Records from a dataset
###

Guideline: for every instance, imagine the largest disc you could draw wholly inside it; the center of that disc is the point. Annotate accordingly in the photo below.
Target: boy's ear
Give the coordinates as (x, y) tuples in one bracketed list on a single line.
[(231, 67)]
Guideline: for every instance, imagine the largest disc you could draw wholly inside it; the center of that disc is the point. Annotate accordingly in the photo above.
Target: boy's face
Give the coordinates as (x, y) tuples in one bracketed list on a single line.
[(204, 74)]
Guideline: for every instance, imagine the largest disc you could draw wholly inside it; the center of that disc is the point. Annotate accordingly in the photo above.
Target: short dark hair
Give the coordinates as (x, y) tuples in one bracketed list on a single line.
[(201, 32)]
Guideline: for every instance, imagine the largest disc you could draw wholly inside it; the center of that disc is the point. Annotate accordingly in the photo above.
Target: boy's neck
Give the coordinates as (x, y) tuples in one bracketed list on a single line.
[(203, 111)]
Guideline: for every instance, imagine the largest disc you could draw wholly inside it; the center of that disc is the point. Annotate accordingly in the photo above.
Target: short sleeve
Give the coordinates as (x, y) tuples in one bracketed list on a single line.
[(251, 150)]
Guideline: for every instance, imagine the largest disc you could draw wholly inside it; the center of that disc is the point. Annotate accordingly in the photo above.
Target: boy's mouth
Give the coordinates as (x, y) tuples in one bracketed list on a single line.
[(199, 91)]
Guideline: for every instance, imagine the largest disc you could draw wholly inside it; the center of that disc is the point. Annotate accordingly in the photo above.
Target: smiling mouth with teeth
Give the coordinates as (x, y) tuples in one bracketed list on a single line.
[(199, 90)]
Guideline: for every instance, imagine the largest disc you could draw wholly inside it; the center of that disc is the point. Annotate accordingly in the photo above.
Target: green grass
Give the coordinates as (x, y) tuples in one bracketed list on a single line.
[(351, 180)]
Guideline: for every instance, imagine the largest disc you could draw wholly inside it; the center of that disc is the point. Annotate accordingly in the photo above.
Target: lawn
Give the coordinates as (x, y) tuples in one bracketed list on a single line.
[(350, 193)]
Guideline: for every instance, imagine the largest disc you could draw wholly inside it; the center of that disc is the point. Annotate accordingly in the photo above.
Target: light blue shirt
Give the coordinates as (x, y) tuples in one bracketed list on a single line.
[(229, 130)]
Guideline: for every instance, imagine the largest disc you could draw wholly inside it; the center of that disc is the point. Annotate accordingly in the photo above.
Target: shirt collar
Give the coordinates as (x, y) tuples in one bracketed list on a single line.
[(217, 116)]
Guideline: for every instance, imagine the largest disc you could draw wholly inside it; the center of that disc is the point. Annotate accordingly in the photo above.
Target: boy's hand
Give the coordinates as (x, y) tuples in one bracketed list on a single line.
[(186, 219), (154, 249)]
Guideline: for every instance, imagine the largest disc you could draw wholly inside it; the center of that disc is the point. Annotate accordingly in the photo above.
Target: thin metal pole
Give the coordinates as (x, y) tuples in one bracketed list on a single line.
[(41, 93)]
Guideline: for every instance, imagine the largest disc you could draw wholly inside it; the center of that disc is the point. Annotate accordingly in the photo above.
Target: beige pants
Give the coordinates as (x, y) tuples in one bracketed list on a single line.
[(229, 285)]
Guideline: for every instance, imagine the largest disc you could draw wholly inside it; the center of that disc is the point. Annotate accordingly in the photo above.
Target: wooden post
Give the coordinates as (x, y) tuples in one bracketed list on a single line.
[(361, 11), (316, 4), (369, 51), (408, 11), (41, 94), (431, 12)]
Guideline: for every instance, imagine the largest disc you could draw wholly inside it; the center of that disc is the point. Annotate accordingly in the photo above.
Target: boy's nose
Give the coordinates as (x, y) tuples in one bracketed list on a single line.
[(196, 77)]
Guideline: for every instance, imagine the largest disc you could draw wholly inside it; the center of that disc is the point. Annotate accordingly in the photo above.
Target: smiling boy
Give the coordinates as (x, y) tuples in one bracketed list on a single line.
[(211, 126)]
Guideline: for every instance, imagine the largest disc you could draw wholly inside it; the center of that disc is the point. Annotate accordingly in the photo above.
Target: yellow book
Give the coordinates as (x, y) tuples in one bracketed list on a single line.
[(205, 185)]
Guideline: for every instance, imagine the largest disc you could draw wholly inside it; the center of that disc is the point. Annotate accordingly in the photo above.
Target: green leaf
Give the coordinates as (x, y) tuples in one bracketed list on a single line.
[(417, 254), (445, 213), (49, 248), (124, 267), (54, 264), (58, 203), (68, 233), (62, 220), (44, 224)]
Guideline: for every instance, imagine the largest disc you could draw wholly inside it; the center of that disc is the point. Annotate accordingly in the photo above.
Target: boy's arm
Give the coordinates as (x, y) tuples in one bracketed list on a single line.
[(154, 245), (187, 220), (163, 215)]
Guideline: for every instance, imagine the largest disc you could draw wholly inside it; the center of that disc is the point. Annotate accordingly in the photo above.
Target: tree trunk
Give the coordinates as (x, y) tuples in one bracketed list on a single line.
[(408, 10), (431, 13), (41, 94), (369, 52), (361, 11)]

###

(What this task involves):
Substitute "biggest circle" for "largest disc" and write out again the items from the start through the line holding "[(199, 90)]", inclusive, leaving everything else unchanged.

(Task solution):
Guideline: for every instance, imagine the biggest circle you could draw wholly inside it; the center of that disc is the point. Annotate accordingly in the photo below.
Target: boy's ear
Give the coordinates as (x, y) tuples in one bracketed list on a single line.
[(231, 67)]
Guideline: for every instance, imagine the biggest circle you could draw wholly inside it; the center of that disc is the point. Annotate accordingly in the photo above.
Target: boy's face
Give the coordinates as (x, y) tuples in one bracketed list on a single line.
[(204, 74)]
Guideline: for every instance, imagine the biggest circle you could draw wholly inside it; the center of that disc is the point. Annotate accordingly in the photo above.
Target: short dark hair
Give the coordinates as (x, y) tuples in one bracketed list on a single line.
[(201, 32)]
Guideline: for every instance, imagine the biggest circle you could draw wholly inside it; the center of that disc is the point. Annotate accordingly in the photo above.
Target: boy's neck
Give the coordinates as (x, y) tuples in one bracketed list on a single line.
[(203, 111)]
Guideline: for every instance, imagine the biggest circle you could draw wholly inside it; the center of that disc is the point. Annotate accordingly in the photo above.
Target: short sleeve
Give the coordinates as (x, y) tuples in one bracketed list on a single line.
[(251, 150)]
Guideline: for every instance, imagine the biggest circle you could draw wholly inside it; the center of that disc is the point. Annotate accordingly in the photo above.
Target: boy's mouth
Give the coordinates as (x, y) tuples in one bracketed list on a single line.
[(199, 91)]
Guideline: for every instance, imagine the biggest circle you could draw wholly inside it; the center of that disc is the point. Annotate accordingly in the photo above.
Target: smiling mouth with teeth
Give the coordinates as (x, y) tuples in one bracketed list on a single line.
[(199, 90)]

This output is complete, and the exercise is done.